SageMem

A GPU-memory-hierarchy-inspired memory layer for multi-agent LLM systems.

Four memory tiers (L1/L2/L3/DRAM), a MESI-style coherence protocol for shared beliefs, and capacity-based permission scoping — applied to semantic memory at the orchestration layer.

The problem

Multi-agent LLM systems have a memory problem that looks exactly like the one CPUs solved decades ago: many parallel compute units sharing state, with no principled protocol for who sees what updates when.

Existing frameworks (LangGraph, Mem0, Letta) handle concurrent writes with last-write-wins or ad-hoc reducers. Stale reads are silent. There is no cache coherence model in production multi-agent memory anywhere.

The approach

The GPU memory hierarchy was designed from day one for many parallel processors sharing state with bounded latency and explicit coherence. SageMem applies that model to semantic memory.

Tier	Analog	Storage	Scope	Latency
L1	SM registers + L1	In-memory LRU	Per-agent	~0.000ms
L2	Shared L2 per GPC	Redis	Per-cluster	~0.2ms
L3	Global shared memory	Postgres JSONB	Global	~0.5ms
DRAM	HBM / VRAM	Postgres + pgvector	Global/semantic	~0.4ms

MESI coherence: Each L1 cache entry carries a state (Modified / Exclusive / Shared / Invalid). When an agent writes a shared key, it broadcasts an InvalidateMessage over Redis pub/sub. All agents with that key cached receive the message and mark their entry Invalid. The next read re-fetches the fresh value.

Capacity as capability: Each agent declares which tiers it may access. ScopedHierarchy enforces this as a hard boundary — an agent restricted to L1+L2 physically cannot see L3 data.

Installation

Requires Python 3.12+, Redis, and Postgres with pgvector.

# Install dependencies
brew install redis postgresql pgvector
brew services start redis
brew services start postgresql
createdb sagemem_test
psql sagemem_test -c "CREATE EXTENSION IF NOT EXISTS vector;"

# Install the package
uv sync --extra dev

Usage

Basic hierarchy

import asyncio
from sagemem.tiers.l1 import L1Tier
from sagemem.tiers.l2 import L2Tier
from sagemem.tiers.l3 import L3Tier
from sagemem.hierarchy import MemoryHierarchy

async def main():
    l1 = L1Tier(capacity=128)

# [Data to examine]
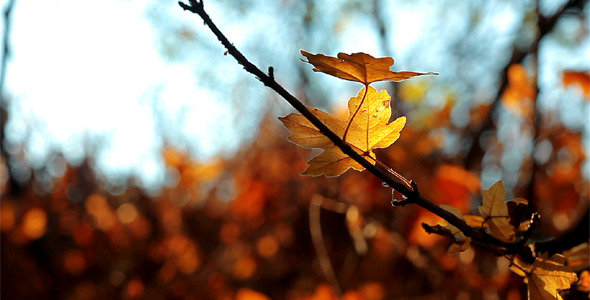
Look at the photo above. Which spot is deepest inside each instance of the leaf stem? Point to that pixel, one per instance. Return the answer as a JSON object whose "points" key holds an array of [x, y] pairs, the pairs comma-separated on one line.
{"points": [[413, 195], [354, 115]]}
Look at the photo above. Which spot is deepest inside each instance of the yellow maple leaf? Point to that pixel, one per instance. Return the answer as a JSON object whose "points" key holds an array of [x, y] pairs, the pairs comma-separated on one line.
{"points": [[359, 67], [547, 276], [461, 242], [495, 212], [365, 128]]}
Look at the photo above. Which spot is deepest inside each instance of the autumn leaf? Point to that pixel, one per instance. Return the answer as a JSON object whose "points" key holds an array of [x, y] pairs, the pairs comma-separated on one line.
{"points": [[495, 212], [365, 128], [461, 242], [359, 67], [548, 276]]}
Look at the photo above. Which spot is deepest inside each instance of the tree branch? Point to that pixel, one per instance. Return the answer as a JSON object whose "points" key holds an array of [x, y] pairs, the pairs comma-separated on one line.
{"points": [[413, 196]]}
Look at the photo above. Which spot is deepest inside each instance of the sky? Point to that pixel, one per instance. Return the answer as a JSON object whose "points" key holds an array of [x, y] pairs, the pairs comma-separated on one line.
{"points": [[85, 71]]}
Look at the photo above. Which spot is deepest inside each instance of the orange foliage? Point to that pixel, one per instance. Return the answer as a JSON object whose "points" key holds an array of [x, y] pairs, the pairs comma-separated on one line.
{"points": [[579, 79], [520, 92]]}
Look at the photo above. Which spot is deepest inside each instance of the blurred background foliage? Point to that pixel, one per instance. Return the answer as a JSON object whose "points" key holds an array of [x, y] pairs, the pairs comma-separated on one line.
{"points": [[510, 103]]}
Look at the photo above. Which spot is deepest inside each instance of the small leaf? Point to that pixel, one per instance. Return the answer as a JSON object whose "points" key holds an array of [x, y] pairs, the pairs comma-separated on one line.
{"points": [[365, 129], [495, 212], [359, 67], [474, 221], [548, 276]]}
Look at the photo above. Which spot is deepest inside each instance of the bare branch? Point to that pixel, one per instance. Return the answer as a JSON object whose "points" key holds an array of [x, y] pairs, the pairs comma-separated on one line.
{"points": [[413, 196]]}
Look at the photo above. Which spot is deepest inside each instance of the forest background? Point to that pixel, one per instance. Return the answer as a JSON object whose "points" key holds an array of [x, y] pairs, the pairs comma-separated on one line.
{"points": [[209, 203]]}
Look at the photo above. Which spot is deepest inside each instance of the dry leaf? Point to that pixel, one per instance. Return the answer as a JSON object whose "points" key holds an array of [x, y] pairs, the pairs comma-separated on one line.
{"points": [[359, 67], [461, 242], [365, 128], [547, 276], [495, 212]]}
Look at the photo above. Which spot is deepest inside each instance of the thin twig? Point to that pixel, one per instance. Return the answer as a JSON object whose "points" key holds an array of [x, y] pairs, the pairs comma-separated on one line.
{"points": [[413, 196]]}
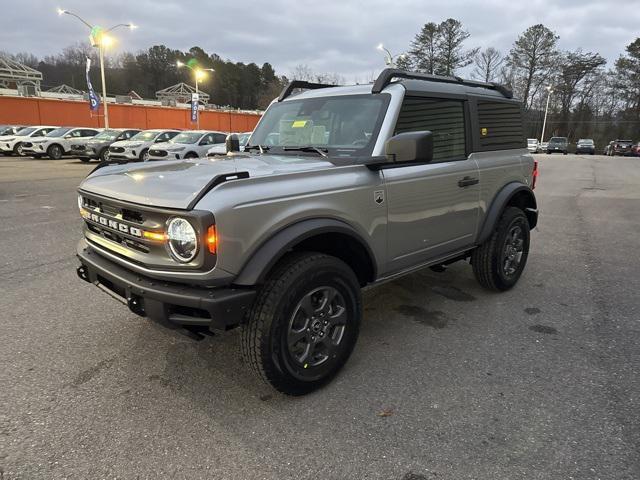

# [Task]
Can you rewrite the part of the SageMem page between "A GPU-memory-hierarchy-inspired memory" and "to semantic memory.", inclusive, putting "consistency" wherever "coherence" appears?

# [Task response]
A GPU-memory-hierarchy-inspired memory layer for multi-agent LLM systems.

Four memory tiers (L1/L2/L3/DRAM), a MESI-style consistency protocol for shared beliefs, and capacity-based permission scoping — applied to semantic memory at the orchestration layer.

The problem

Multi-agent LLM systems have a memory problem that looks exactly like the one CPUs solved decades ago: many parallel compute units sharing state, with no principled protocol for who sees what updates when.

Existing frameworks (LangGraph, Mem0, Letta) handle concurrent writes with last-write-wins or ad-hoc reducers. Stale reads are silent. There is no cache consistency model in production multi-agent memory anywhere.

The approach

The GPU memory hierarchy was designed from day one for many parallel processors sharing state with bounded latency and explicit consistency. SageMem applies that model to semantic memory.